Only the lines of the data holding the string "target" need to be returned.

******

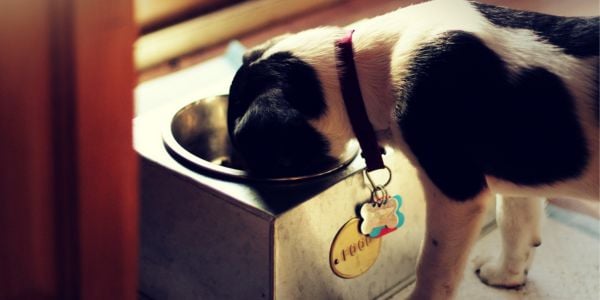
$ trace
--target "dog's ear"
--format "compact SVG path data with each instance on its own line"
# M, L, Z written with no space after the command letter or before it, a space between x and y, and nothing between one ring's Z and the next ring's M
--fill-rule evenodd
M249 169L302 172L332 160L329 142L309 123L325 111L316 71L292 53L278 52L237 71L228 130Z
M289 52L278 52L253 65L243 65L230 87L230 107L243 111L255 97L278 90L281 100L308 119L326 109L321 82L315 69Z
M305 173L329 163L329 144L274 88L231 121L232 142L248 168L263 175Z
M265 53L265 51L267 51L269 48L273 47L273 45L277 44L279 41L283 40L288 36L290 36L289 33L276 36L256 47L253 47L252 49L249 49L248 51L246 51L246 53L244 53L244 56L242 58L243 64L248 65L256 61Z

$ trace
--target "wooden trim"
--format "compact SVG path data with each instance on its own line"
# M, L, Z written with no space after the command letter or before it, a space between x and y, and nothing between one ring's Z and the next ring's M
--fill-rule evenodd
M136 299L130 1L0 10L0 299Z
M52 105L52 170L56 232L56 280L61 299L80 295L80 232L77 183L77 147L75 140L75 107L73 89L73 10L71 0L50 4L50 56Z
M600 13L600 2L597 0L481 0L481 2L557 16L597 16Z
M197 6L213 6L219 0L134 0L135 21L144 27Z
M132 1L71 1L81 297L135 299Z
M48 24L46 0L0 9L0 299L57 295Z
M338 1L256 0L233 5L140 37L135 44L135 64L138 69L148 68Z
M134 0L135 21L142 32L165 27L241 2L241 0Z
M302 30L318 26L346 26L358 20L381 15L402 6L417 3L422 0L344 0L334 5L315 10L296 18L290 18L285 22L279 22L272 26L256 30L252 33L243 35L240 42L251 48L266 40L289 32L299 32ZM144 82L167 75L171 72L194 66L208 59L223 55L227 48L227 41L214 47L203 49L196 53L190 53L177 58L177 64L160 64L140 72L139 82Z

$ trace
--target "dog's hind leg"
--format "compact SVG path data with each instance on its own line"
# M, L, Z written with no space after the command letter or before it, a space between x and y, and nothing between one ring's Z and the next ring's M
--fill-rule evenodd
M435 188L425 192L426 233L411 299L452 299L492 195L486 189L474 199L459 202Z
M502 250L494 259L479 259L475 271L491 286L518 288L525 284L535 248L541 244L540 223L544 198L498 195L496 222L502 236Z

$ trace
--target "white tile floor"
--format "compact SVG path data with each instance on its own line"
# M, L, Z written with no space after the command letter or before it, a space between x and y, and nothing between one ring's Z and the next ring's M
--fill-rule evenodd
M477 256L499 252L497 229L484 236L469 259L457 299L600 299L600 222L556 207L549 207L550 218L542 231L542 245L521 290L502 290L483 285L474 274ZM391 299L405 299L409 287Z

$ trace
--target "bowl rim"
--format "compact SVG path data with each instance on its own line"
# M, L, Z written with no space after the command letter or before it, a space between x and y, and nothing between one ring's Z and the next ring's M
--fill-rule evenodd
M247 181L258 181L258 182L292 182L292 181L301 181L301 180L308 180L308 179L323 177L325 175L334 173L338 170L341 170L341 169L347 167L352 161L354 161L354 159L358 155L358 151L359 151L358 142L356 142L356 140L352 140L349 143L349 145L346 147L346 151L344 151L344 154L338 160L339 163L336 164L332 168L327 168L322 171L303 174L303 175L297 175L297 176L291 176L291 177L260 177L260 176L252 176L252 175L250 175L249 172L244 171L244 170L224 167L221 165L211 163L205 159L202 159L202 158L196 156L195 154L193 154L190 151L188 151L187 149L185 149L176 140L175 136L173 135L173 131L171 128L172 128L174 118L183 110L189 108L190 106L198 105L198 103L200 103L200 102L209 101L209 99L218 99L218 98L227 99L228 97L229 97L229 95L227 95L227 94L209 96L209 97L205 97L202 99L197 99L197 100L188 102L187 104L185 104L184 106L182 106L178 109L173 109L173 111L168 114L168 118L166 119L167 121L165 122L166 124L163 125L163 129L162 129L163 145L165 146L165 148L167 149L169 154L171 154L171 156L173 156L180 163L184 164L186 167L194 169L194 171L198 171L198 172L207 171L207 172L213 173L215 175L221 175L221 176L229 177L232 179L242 179L242 180L247 180Z

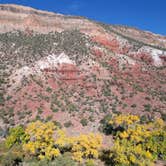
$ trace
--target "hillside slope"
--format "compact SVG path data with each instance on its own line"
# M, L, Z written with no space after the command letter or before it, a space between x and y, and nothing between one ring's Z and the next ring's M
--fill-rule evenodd
M112 112L166 118L165 36L0 5L2 129L52 119L97 132Z

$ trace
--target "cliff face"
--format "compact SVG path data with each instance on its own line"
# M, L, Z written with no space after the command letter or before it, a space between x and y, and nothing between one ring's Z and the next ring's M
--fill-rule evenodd
M61 32L67 29L93 29L94 25L87 19L43 12L16 5L0 5L1 32L13 29L30 29L40 33Z
M0 126L51 117L97 131L111 112L165 116L165 66L164 36L0 5Z
M1 32L28 28L40 33L48 33L76 28L89 35L104 33L101 26L83 17L65 16L17 5L0 5L0 23ZM164 36L125 26L110 26L110 29L135 40L166 48Z

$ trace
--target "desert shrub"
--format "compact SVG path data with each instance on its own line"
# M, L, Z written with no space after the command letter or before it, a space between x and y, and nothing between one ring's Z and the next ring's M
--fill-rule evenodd
M85 118L82 118L82 119L80 120L80 123L82 124L82 126L87 126L87 125L88 125L88 120L85 119Z
M4 152L0 159L2 166L15 166L23 161L23 151L20 145L14 145L9 151Z
M43 113L42 108L39 107L39 108L37 109L37 113L38 113L38 114L42 114L42 113Z
M58 129L56 131L55 145L63 151L63 149L65 149L69 144L69 138L67 137L65 130Z
M111 91L108 90L107 88L104 88L104 89L103 89L103 94L104 94L104 96L106 96L106 97L111 96Z
M0 137L3 137L4 136L4 130L2 127L0 127Z
M2 93L0 93L0 105L3 105L5 102L4 96Z
M116 140L110 152L112 165L117 166L148 166L153 165L153 157L141 145L134 145L127 139Z
M9 149L6 147L5 141L1 141L1 142L0 142L0 156L1 156L1 154L3 154L3 153L7 153L8 150L9 150Z
M140 123L144 124L144 123L147 123L147 122L149 122L149 118L146 115L142 115L140 117Z
M7 96L6 100L10 100L12 98L12 96Z
M136 105L136 104L132 104L131 107L132 107L132 108L136 108L137 105Z
M78 164L69 155L57 157L50 163L50 166L77 166Z
M86 166L95 166L95 162L94 162L94 160L89 159L89 160L86 161L85 165Z
M42 123L40 121L28 124L25 134L26 143L23 149L32 156L39 159L53 159L60 155L58 148L54 146L54 130L56 126L51 123Z
M47 87L46 91L49 92L49 93L51 93L52 89L50 87Z
M82 162L83 158L93 159L99 157L102 147L102 137L99 134L80 135L71 138L73 159Z
M147 112L150 112L151 111L151 105L150 104L145 104L144 105L144 110L147 111Z
M157 119L146 126L146 133L150 134L142 141L143 147L152 153L154 159L166 160L166 125Z
M95 118L94 118L93 115L90 115L88 119L89 119L90 122L95 122Z
M62 128L62 125L58 121L53 121L54 125L57 126L58 128Z
M18 165L21 162L21 157L11 152L8 152L5 156L3 156L0 161L1 165L3 166L14 166Z
M100 121L101 125L99 127L99 131L104 132L105 134L111 134L112 127L109 125L109 121L112 119L112 114L107 114L104 118Z
M67 128L68 128L68 127L71 127L72 125L73 125L73 124L72 124L71 121L67 121L67 122L64 123L64 126L67 127Z
M110 151L112 165L153 165L166 160L166 124L162 119L142 123L137 116L116 116L109 124L116 130L114 146Z
M166 114L165 113L161 113L161 118L166 122Z
M48 115L45 119L46 122L49 122L52 120L53 115Z
M112 119L112 114L107 114L104 118L100 121L101 124L106 124Z
M38 120L42 121L42 118L41 118L40 115L37 114L36 117L35 117L35 120L36 120L36 121L38 121Z
M25 141L25 131L22 126L9 129L9 135L6 138L6 146L11 148L14 144L21 144Z
M77 109L77 106L75 106L74 104L70 103L70 104L68 105L68 110L69 110L69 112L75 112L75 111L77 111L78 109Z
M125 131L137 122L139 122L139 117L136 115L113 115L112 119L108 122L107 128L111 134L116 135L118 132Z
M54 108L54 107L52 107L51 110L52 110L52 112L58 112L59 111L58 108Z
M50 163L46 159L43 159L43 160L31 159L28 161L24 161L23 165L26 165L26 166L49 166Z
M147 124L135 124L127 130L117 133L117 137L130 140L134 144L144 144L146 149L148 149L150 141L156 140L157 144L154 146L157 148L157 146L161 146L160 143L163 145L166 143L166 125L161 119Z
M83 159L98 158L102 147L102 136L100 134L81 134L75 137L66 136L65 131L57 131L55 145L61 153L71 152L72 159L82 162Z

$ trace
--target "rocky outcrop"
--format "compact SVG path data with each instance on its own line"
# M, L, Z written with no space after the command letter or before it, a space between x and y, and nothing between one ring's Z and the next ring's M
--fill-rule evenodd
M64 16L17 5L0 5L0 23L0 32L26 28L40 33L74 28L89 32L94 28L94 24L85 18Z

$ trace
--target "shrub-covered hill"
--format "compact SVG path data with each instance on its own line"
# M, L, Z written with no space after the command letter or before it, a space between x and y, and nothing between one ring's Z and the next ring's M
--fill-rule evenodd
M165 119L164 66L116 54L79 30L31 33L0 34L2 128L49 118L96 131L111 112Z
M35 151L30 158L38 160L39 155L42 158L44 153L45 158L45 154L49 153L51 157L48 158L53 157L56 161L43 162L61 163L64 157L65 161L77 165L73 160L73 153L76 151L77 157L80 160L83 158L85 163L92 165L91 159L97 158L95 162L100 165L103 160L106 162L101 159L100 147L92 155L89 151L80 154L80 147L77 146L83 138L88 141L92 139L91 144L96 146L93 137L100 133L104 144L101 147L108 154L104 158L109 162L111 160L114 165L125 165L124 162L130 164L131 160L133 163L137 162L135 155L140 156L138 162L141 163L145 157L149 157L149 163L158 159L164 160L159 154L163 152L154 152L154 149L150 152L150 147L142 149L142 142L135 147L140 153L132 151L135 146L133 140L130 142L126 139L129 139L130 132L135 132L135 128L141 128L141 124L134 125L134 131L131 131L126 124L123 124L125 128L121 125L117 127L117 124L112 126L107 120L114 114L137 115L142 122L147 122L147 128L141 128L145 132L154 127L153 123L158 123L154 119L165 121L165 40L164 36L126 26L105 25L82 17L59 15L22 6L0 5L1 139L7 136L9 142L10 139L18 141L20 147L15 147L14 143L14 146L8 148L11 148L11 153L12 149L15 151L16 148L17 151L20 148L22 153L25 150L23 145L26 143L28 146L29 141L15 140L14 136L10 137L10 131L16 132L16 135L21 132L22 135L32 122L40 122L45 128L45 122L49 121L64 128L67 135L65 139L75 139L79 150L73 150L75 144L70 142L70 146L65 149L70 155L64 156L64 149L59 149L54 142L56 139L51 138L51 148L48 146L50 149L47 152L41 152L38 147L37 153ZM23 127L18 127L19 125ZM149 125L152 126L148 128ZM92 135L89 136L88 133ZM118 140L121 136L124 137L123 142ZM164 141L156 135L154 137L152 139L156 139L164 147ZM151 137L148 136L149 138ZM112 148L114 141L114 145L121 147L120 149ZM111 149L109 153L105 147ZM129 158L123 155L127 147L126 155ZM10 156L8 149L5 153L8 156L3 154L2 161ZM24 157L20 160L26 162ZM15 162L15 159L11 160Z

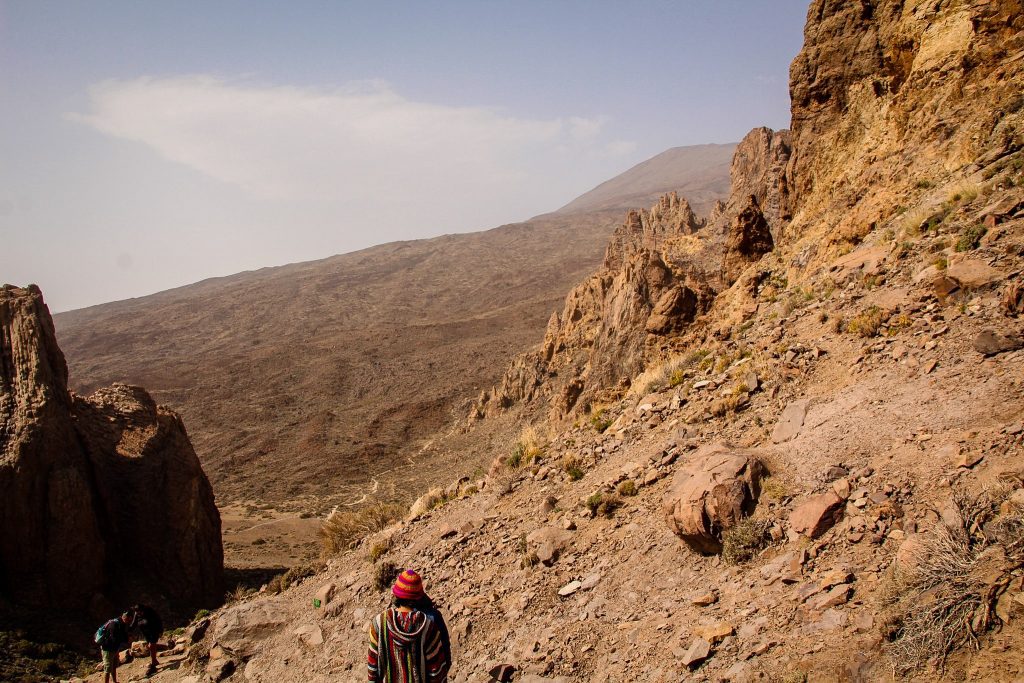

******

COMPLETED TASK –
--target "dog's ear"
--target "wooden trim"
--target "dog's hind leg"
--target "white tile floor"
--target "bowl rim"
--target "hillside slope"
--target "cliff face"
--target "desert shrub"
--target "rocky outcrop"
--target "shrub-covered hill"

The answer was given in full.